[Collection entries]
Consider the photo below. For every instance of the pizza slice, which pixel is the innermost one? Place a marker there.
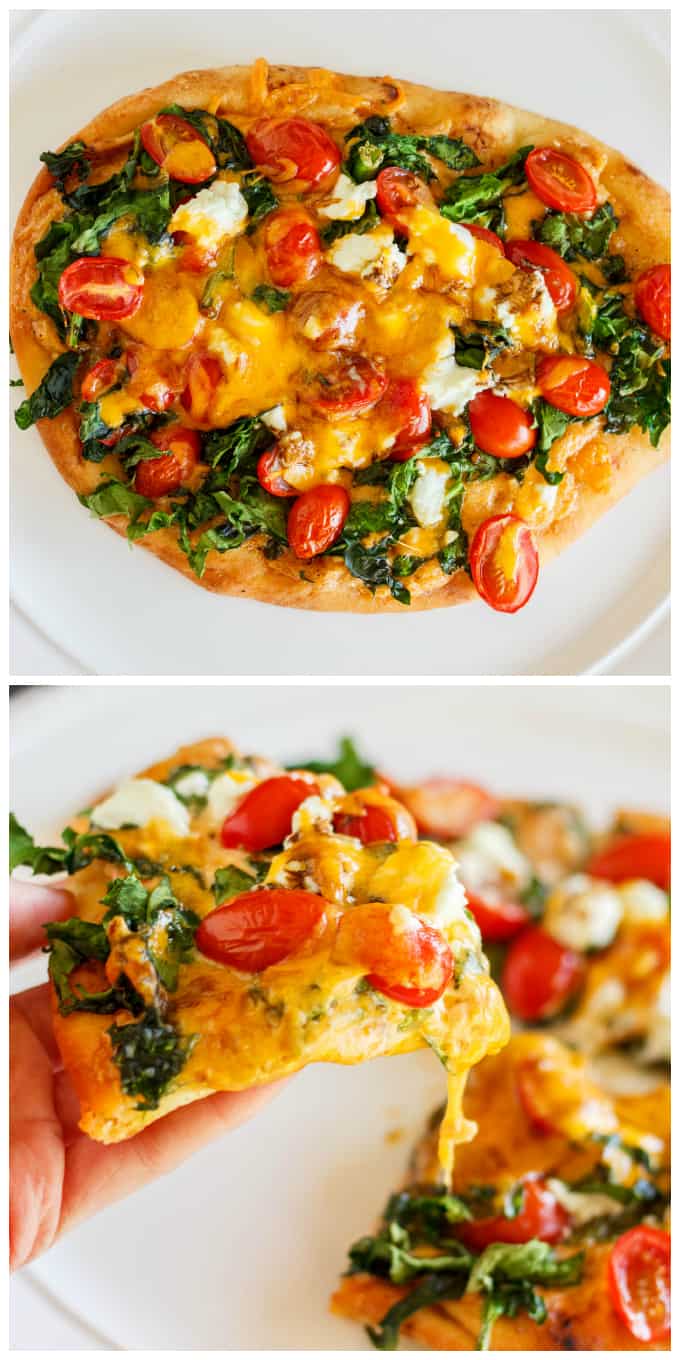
(554, 1236)
(235, 921)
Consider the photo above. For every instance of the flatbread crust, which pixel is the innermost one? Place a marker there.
(494, 129)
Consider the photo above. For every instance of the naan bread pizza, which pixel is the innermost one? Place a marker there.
(343, 343)
(235, 921)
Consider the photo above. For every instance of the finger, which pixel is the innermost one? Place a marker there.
(36, 1008)
(30, 907)
(97, 1175)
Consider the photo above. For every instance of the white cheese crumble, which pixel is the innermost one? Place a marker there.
(582, 913)
(212, 214)
(139, 801)
(226, 790)
(348, 199)
(427, 497)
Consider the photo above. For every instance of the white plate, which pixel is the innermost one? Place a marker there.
(242, 1246)
(68, 569)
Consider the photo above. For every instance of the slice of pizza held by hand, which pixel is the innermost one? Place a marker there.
(343, 343)
(235, 921)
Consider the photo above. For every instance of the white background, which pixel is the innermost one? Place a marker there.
(244, 1245)
(604, 70)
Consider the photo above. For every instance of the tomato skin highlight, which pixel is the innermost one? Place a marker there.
(540, 1216)
(505, 593)
(539, 974)
(294, 144)
(293, 248)
(316, 520)
(559, 279)
(178, 148)
(646, 856)
(653, 299)
(397, 192)
(639, 1281)
(260, 928)
(101, 289)
(161, 476)
(497, 920)
(499, 426)
(559, 181)
(574, 385)
(264, 816)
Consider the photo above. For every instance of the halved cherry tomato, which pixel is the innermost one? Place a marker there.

(Task prompt)
Convert the records above into a Markdown table with the columns Row and Line, numbering each line in order and omitting blank lines. Leave the pictures out.

(Solved problem)
| Row | Line |
|---|---|
| 1 | Consider the photo below. For every instance of the pizza slice, which pixel is the innermost one? Place a marker there. |
| 2 | (554, 1236) |
| 3 | (235, 921) |
| 4 | Consider the photo above. For every instance of the flatbread crust, which pixel is the innermost one? Place a marker there. |
| 5 | (494, 129) |
| 6 | Consider the photo above. For every instance of the naan bread pizza, which pixel is the innermost one? Place a marker there. |
| 7 | (343, 343) |
| 8 | (235, 921) |
| 9 | Consider the photo above. For every instance of the finger, which pixel is the innermost one? Place a marker there. |
| 10 | (36, 1008) |
| 11 | (30, 907) |
| 12 | (97, 1175) |
| 13 | Consider the photo above. For every instance of the white cheese crumble, which pixel is the innermost one? Place a marker there. |
| 14 | (582, 913) |
| 15 | (212, 214) |
| 16 | (139, 801) |
| 17 | (226, 790) |
| 18 | (348, 199) |
| 19 | (427, 497) |
| 20 | Consider the photo above. For every instance of the white plate, which pixel is the innermost one? Place a marker there. |
| 21 | (242, 1246) |
| 22 | (68, 569) |
| 23 | Consider the photo above. For every instance of the slice of pizza held by hand, which pixel is the innermost one? Place a marker there. |
| 24 | (343, 343) |
| 25 | (235, 921) |
| 26 | Consider the photo above. For every instance of the white background, which pixel is the innermost one? Place a marker there. |
| 27 | (244, 1245) |
| 28 | (604, 70) |
| 29 | Consider the photo above. For every instance of the tomato skin highlight, which pixel is the innermost one? Place a marker there. |
| 30 | (540, 1216) |
| 31 | (505, 593) |
| 32 | (539, 974) |
| 33 | (294, 144) |
| 34 | (293, 248) |
| 35 | (316, 520) |
| 36 | (559, 279) |
| 37 | (178, 148) |
| 38 | (646, 856) |
| 39 | (653, 299) |
| 40 | (397, 192) |
| 41 | (639, 1281) |
| 42 | (260, 928) |
| 43 | (101, 289) |
| 44 | (161, 476) |
| 45 | (497, 920) |
| 46 | (499, 426) |
| 47 | (559, 181) |
| 48 | (574, 385) |
| 49 | (264, 816) |
| 50 | Consider the photo above. For every instance of the halved cherry tomato, which pixel is the innermost one? Place a marker there. |